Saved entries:
================================

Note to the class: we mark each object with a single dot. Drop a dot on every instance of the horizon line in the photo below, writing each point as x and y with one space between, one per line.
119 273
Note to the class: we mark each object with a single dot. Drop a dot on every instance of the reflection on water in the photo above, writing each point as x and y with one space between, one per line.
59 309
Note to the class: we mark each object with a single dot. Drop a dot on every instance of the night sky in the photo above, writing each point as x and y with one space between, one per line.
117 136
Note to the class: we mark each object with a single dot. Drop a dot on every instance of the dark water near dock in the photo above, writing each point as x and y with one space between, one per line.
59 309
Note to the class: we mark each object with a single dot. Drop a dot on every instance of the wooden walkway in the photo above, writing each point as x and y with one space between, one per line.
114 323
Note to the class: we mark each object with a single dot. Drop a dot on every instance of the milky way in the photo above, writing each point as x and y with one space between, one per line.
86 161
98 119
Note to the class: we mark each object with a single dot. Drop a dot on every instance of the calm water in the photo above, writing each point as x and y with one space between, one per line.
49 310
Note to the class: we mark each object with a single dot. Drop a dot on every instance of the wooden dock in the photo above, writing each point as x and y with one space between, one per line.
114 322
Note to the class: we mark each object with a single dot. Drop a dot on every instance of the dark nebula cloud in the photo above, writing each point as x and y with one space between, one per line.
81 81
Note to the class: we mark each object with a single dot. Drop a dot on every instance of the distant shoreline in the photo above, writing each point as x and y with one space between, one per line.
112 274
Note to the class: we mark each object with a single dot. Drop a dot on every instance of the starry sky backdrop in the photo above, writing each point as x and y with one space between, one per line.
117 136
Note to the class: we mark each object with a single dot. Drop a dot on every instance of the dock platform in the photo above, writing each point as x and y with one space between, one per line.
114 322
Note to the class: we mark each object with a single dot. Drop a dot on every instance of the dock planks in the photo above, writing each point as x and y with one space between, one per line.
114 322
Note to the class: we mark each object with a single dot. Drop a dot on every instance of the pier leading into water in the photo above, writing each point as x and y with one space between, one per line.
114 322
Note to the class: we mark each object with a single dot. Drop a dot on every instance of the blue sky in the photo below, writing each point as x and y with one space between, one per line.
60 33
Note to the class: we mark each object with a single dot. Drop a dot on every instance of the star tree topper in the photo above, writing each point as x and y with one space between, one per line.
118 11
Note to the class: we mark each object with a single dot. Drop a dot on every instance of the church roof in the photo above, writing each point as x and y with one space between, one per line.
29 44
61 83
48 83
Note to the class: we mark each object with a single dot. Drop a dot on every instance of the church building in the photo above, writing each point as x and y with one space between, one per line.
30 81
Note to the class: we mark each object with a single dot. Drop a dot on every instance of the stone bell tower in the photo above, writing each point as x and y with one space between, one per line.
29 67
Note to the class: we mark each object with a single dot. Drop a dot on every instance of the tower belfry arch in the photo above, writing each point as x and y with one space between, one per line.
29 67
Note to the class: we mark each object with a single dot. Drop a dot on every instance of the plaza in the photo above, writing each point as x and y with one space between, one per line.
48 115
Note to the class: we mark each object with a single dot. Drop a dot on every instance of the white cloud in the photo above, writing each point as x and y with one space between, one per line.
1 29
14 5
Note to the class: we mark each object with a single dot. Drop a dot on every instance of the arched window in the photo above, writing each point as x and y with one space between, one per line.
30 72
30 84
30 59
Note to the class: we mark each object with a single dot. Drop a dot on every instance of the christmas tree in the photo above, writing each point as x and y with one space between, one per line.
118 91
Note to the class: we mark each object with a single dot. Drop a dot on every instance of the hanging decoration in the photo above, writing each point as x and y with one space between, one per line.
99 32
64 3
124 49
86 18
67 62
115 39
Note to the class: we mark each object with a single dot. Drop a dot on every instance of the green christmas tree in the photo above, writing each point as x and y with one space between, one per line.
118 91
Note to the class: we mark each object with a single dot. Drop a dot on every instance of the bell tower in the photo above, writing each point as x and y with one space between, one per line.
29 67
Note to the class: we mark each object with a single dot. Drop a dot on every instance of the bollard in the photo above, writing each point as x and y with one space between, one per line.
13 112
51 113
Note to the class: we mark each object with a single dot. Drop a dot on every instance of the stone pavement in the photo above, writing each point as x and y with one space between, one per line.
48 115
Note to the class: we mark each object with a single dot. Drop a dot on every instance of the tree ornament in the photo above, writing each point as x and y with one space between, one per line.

================================

▶ Description of the task: Retype all of the data shown above, word for word.

▶ Finished task:
Note to the class: we mark each object with a single dot. Drop a dot on every instance of the horizon line in the photo below, writing each point as x and y with one space between, one per line.
119 273
Note to the class: we mark each object with a single dot. Drop a dot on every instance of the reflection on water in the photo above, writing each point as x and y with one space between, one per line.
59 309
Note to the class: we mark each object with a single dot. Drop a dot on every instance of the night sky in the photo above, writing each point as x and y with one space between, one per line.
117 136
Note to the class: we mark each object with a single dot. Drop a dot on every instance of the dark water near dock in the photo above, writing each point as x and y with one space between, one per line.
59 309
Note to the class: we mark each object with a single dot. Drop a dot on every instance of the wooden walkway in the photo above, writing each point as x and y with one space between, one per line.
114 323
Note to the class: we mark each object with a single dot. Drop a dot on every instance of the milky way in the photo above, writing each point as x and y with one space between, one per line.
86 161
98 119
Note to the class: we mark each object with a single dot. Drop a dot on every instance of the calm water in the photo above, writing each point as x and y with one space between, one per line.
49 310
Note to the class: we mark each object with a single dot. Drop a dot on every instance of the wooden dock in the photo above, writing each point as x and y with one space between, one per line.
114 322
Note to the class: we mark each object with a single dot. Drop a dot on every instance of the dark nebula cloud in the photo above, writing each point as x and y with one space between, one per line.
81 81
Note to the class: we mark each object with a single dot. Drop a dot on every instance of the distant shoreline in the photo above, writing each point as x and y with one space between, one per line.
112 274
Note to the class: we mark each object with a single dot. Drop a dot on every instance of the starry sky backdrop in the photo above, writing each point as x and y with one space between, one per line.
117 136
Note to the class: we mark each object with a single dot. Drop a dot on every instance of the dock platform in the photo above, writing each point as x and y with one space between, one per line.
114 322
Note to the class: we mark each object with a single dot. Drop a dot on every instance of the dock planks in the photo above, writing each point as x and y with one space between, one per line.
114 322
Note to the class: we mark each object with a single dot. Drop a dot on every instance of the pier leading into water in the photo above, writing each point as x and y with one space between, one per line.
114 322
Note to the class: we mark each object with a single dot. Drop a dot on every instance of the blue sky in the photo below, writing each point as x and y with one space between, one per line.
60 33
Note to the class: we mark each object with a single dot. Drop a dot on every instance of the star tree topper in the photo above, writing each point as x and y with one space between, one per line.
118 11
Note to the class: we mark each object with a single dot. Drop a dot on every instance of the church roof in the photo above, writing each point as x and y with one space between, one per line.
29 44
61 83
48 83
Note to the class: we mark each object with a single dot. Drop a dot on every instance of the church building in the photo above, writing each point as x and y with one space between, one per line.
30 81
Note to the class: we mark each object with a single dot. Drop a dot on every instance of the stone bell tower in the photo above, writing each point as x and y with one space between, one per line.
29 67
Note to the class: we mark each object with a single dot. Drop a dot on every instance of the tower belfry arch in the photo above, writing each point as x and y with one space between, one per line.
29 67
Note to the class: we mark each object with a single dot. Drop a dot on every instance of the plaza in the photo above, writing each point as x and y with one space between, one per line.
48 115
Note to the class: we mark each object with a single dot. Drop a dot on every instance of the white cloud in the photo above, writing each point as x and y with one space between, one per line.
1 29
14 5
Note to the class: we mark each object with a single dot. Drop a dot on every instance of the arched window in the photo above, writing each point as x and y with one space between, one per line.
30 72
30 84
30 59
Note to the class: we mark each object with a single dot. Drop a dot on every instance of the christmas tree in the photo above, writing each point as x and y with one space between, one per line.
118 91
Note to the class: we mark each object with a single dot. Drop a dot on every instance of the hanging decoration in the photo above, writing each point as x and y with one space between, one per line.
99 32
64 3
124 49
86 18
67 62
115 39
Note to the class: we mark each object with a single dot. Drop a dot on every instance of the green christmas tree in the photo above, writing each point as x and y with one space between, one per line.
118 91
Note to the class: we mark each object with a single dot. Drop a dot on every instance of the bell tower in the photo above, writing each point as x and y with one space between, one per line.
29 67
Note to the class: we mark each object with a single dot. Drop a dot on every instance of the bollard in the photo above, writing each point as x and y with one space between, one per line.
13 112
51 113
Note to the class: we mark each object with a single dot. Drop a dot on every instance of the stone pavement in the photo above, writing each point as x and y with one space between, one per line.
48 115
Note to the class: we mark each object with a single dot. Drop a dot on every instance of the tree ornament in the photo above, writing each point as x and y with one space between, one per line.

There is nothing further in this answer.